> About this task: A verbatim transcript of the data below is required, images omitted.

* * * * * * *

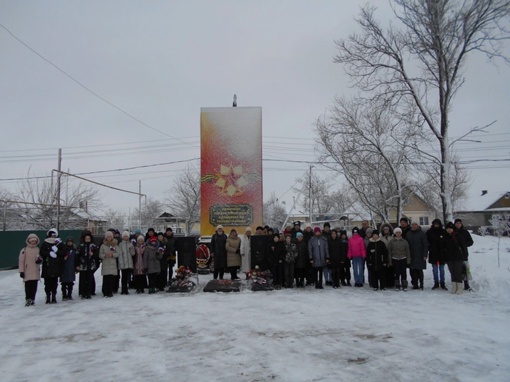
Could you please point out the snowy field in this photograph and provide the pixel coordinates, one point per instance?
(352, 334)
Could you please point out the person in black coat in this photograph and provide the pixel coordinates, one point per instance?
(301, 260)
(52, 253)
(345, 262)
(455, 253)
(335, 258)
(377, 260)
(276, 257)
(219, 252)
(435, 238)
(466, 271)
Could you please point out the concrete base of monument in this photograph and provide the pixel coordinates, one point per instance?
(181, 286)
(257, 286)
(223, 286)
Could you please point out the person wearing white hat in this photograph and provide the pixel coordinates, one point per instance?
(246, 251)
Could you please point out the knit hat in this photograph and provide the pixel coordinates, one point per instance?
(52, 232)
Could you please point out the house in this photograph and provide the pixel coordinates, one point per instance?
(480, 209)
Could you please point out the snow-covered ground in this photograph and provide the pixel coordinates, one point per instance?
(351, 334)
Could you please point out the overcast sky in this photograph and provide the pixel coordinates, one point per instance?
(153, 64)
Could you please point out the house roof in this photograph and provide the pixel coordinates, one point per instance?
(480, 201)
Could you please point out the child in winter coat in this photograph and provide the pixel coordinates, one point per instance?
(108, 253)
(52, 254)
(29, 268)
(377, 260)
(151, 258)
(125, 261)
(68, 270)
(357, 253)
(139, 275)
(86, 263)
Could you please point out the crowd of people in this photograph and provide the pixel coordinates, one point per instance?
(314, 256)
(295, 257)
(127, 261)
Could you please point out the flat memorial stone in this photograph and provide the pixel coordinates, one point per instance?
(223, 286)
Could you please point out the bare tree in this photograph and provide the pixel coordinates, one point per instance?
(274, 212)
(36, 201)
(115, 219)
(184, 196)
(370, 146)
(421, 64)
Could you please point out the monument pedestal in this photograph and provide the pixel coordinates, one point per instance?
(223, 286)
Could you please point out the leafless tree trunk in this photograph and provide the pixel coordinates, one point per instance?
(421, 64)
(370, 147)
(184, 197)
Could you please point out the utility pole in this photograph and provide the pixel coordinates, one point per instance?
(59, 176)
(310, 204)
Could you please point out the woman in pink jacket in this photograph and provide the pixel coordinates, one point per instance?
(357, 252)
(29, 268)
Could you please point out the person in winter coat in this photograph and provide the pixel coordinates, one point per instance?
(87, 258)
(29, 267)
(125, 261)
(219, 252)
(290, 261)
(246, 251)
(276, 257)
(108, 253)
(386, 235)
(163, 263)
(52, 254)
(345, 262)
(456, 254)
(335, 258)
(326, 233)
(152, 255)
(169, 253)
(466, 270)
(318, 253)
(377, 260)
(418, 247)
(400, 257)
(357, 253)
(139, 274)
(233, 247)
(68, 270)
(435, 239)
(301, 260)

* * * * * * *

> Reply:
Could you please point out the snowy field in this photograph and provide the pixel coordinates, one point per instance?
(352, 334)
Could you please point out the person in black coat in this photograph and provide the pixel coordinates, one point per instance?
(301, 260)
(52, 253)
(345, 262)
(455, 253)
(335, 258)
(377, 260)
(276, 257)
(219, 252)
(435, 238)
(466, 271)
Could you please point out the concrete base of monument in this photograph and provide the pixel coordinates, one point per instance?
(181, 286)
(257, 286)
(223, 286)
Could you please point out the person wearing white hat in this photograph and provide the pixel coordinates, one point per instance?
(246, 251)
Could you please point out the knit hat in this photograph and provide the pixel coordinates, one point per instance?
(52, 232)
Could you please point out the house in this photograph and provide the pixel coordinates, one point per instance?
(480, 209)
Could you please point out the snow-covered ground in this photograph and provide the pixel coordinates, one point per instance?
(351, 334)
Could you please point out the overcast sky in this photograph and provide the pixel coordinates, one point per instance?
(153, 64)
Could you please point out the house roof in this photograph and provide the pixel coordinates, one point per instance?
(480, 201)
Could you please point out the child in winter coat in this photograph and provide the pixel coordinates, one point per instance?
(108, 253)
(52, 254)
(29, 268)
(377, 260)
(151, 258)
(125, 261)
(68, 270)
(357, 253)
(139, 275)
(86, 263)
Could you please point out the crowd of people in this photograph and provide the pixel coordinates, one point per instance?
(314, 256)
(295, 257)
(127, 261)
Could you please point out the flat memorial stone in this photograph and provide the pixel coordinates, one point per instance?
(223, 286)
Could you please point out the bare tree in this photograph and provide the pixel coordinates, one point per instance?
(274, 212)
(36, 201)
(115, 219)
(184, 196)
(370, 146)
(421, 64)
Could you please point out the monument pedestal in this photograph and provide the pixel coordinates, one point per instance?
(223, 286)
Could you please point out the leafless tree trunk in this photograph and provide the pixel coordinates, one point per instance?
(421, 64)
(370, 147)
(184, 197)
Could you please point out the utility pole in this photograph and provide the pixel coordinates, one point per instance?
(59, 176)
(310, 204)
Could you please point out the woman in pink jacket in this photograph and provide the pixel coordinates, one point per instance?
(357, 252)
(29, 268)
Could you please point out the person in winter coat in this photograph and provide the pixel coordinates, one point per instance?
(87, 258)
(29, 267)
(125, 261)
(219, 252)
(290, 261)
(246, 251)
(276, 257)
(108, 253)
(386, 235)
(163, 263)
(52, 254)
(345, 262)
(456, 254)
(335, 258)
(326, 233)
(152, 255)
(169, 253)
(466, 270)
(318, 253)
(377, 260)
(418, 247)
(400, 257)
(357, 253)
(139, 274)
(233, 247)
(68, 270)
(435, 239)
(301, 260)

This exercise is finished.